# PASSAGE PROVIDED:
A 38-year-old man from a polygamist sect sexually assaulted a teenager less than half his age at the Yearning For Zion Ranch, a prosecutor charged Wednesday to open the first criminal trial since the ranch was raided.

An attorney for defendant Raymond Jessop disputed the allegation, telling jurors there is no evidence Jessop sexually assaulted the girl in Schleicher County. The location is critical, since prosecutors must prove they have the jurisdiction to prosecute the alleged crimes.

Jessop was one of 12 members of the Fundamentalist Church of Jesus Christ of Latter Day Saints charged after authorities raided the ranch last year and swept 439 children into foster care. The children were later returned to their parents after an appellate court intervened, but documents and DNA seized during the raid resulted in criminal indictments on charges ranging from failure to report child abuse to sexual assault and bigamy.

All the men will be tried separately.

# GIVEN RECORDS:
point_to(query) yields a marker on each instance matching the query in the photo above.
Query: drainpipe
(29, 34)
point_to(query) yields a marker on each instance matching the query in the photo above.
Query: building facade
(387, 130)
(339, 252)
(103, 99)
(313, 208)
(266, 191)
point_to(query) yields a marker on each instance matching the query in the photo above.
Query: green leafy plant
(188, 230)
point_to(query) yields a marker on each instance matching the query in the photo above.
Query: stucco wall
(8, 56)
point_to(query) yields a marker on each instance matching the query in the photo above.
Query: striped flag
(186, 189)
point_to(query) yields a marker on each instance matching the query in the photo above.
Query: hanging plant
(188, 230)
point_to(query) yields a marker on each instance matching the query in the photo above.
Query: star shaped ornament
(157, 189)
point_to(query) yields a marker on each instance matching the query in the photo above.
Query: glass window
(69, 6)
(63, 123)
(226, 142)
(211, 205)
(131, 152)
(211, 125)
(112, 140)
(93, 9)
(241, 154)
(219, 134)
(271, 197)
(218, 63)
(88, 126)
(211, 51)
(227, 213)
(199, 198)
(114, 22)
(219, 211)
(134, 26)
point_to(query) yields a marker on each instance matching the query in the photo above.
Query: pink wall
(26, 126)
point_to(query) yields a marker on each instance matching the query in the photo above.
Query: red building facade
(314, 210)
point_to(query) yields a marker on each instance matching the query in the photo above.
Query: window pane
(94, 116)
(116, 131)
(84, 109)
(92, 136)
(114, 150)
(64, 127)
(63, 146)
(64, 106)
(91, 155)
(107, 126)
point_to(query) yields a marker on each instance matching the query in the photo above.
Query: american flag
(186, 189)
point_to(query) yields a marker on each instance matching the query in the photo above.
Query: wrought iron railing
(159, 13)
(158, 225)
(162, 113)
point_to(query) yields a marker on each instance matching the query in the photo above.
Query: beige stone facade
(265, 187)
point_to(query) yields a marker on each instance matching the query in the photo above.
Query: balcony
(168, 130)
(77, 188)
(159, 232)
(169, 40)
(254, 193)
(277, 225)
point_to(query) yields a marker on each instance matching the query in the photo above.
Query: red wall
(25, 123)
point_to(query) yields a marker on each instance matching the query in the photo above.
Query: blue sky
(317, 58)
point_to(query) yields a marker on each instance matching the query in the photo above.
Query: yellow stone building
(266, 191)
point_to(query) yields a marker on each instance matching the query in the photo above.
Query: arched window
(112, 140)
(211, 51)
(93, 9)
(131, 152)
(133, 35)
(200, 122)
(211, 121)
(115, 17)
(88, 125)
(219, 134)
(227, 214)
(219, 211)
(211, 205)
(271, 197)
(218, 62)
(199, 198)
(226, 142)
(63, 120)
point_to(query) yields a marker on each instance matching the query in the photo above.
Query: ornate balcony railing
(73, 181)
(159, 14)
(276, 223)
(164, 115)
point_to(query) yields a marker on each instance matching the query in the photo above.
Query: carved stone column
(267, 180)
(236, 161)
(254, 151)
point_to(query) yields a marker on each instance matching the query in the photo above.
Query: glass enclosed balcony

# WHAT THE TASK ASKS:
From the news passage above about the ranch trial, list every criminal charge it names as resulting from the indictments.

# EXERCISE OUTPUT:
- Failure to report child abuse
- Sexual assault
- Bigamy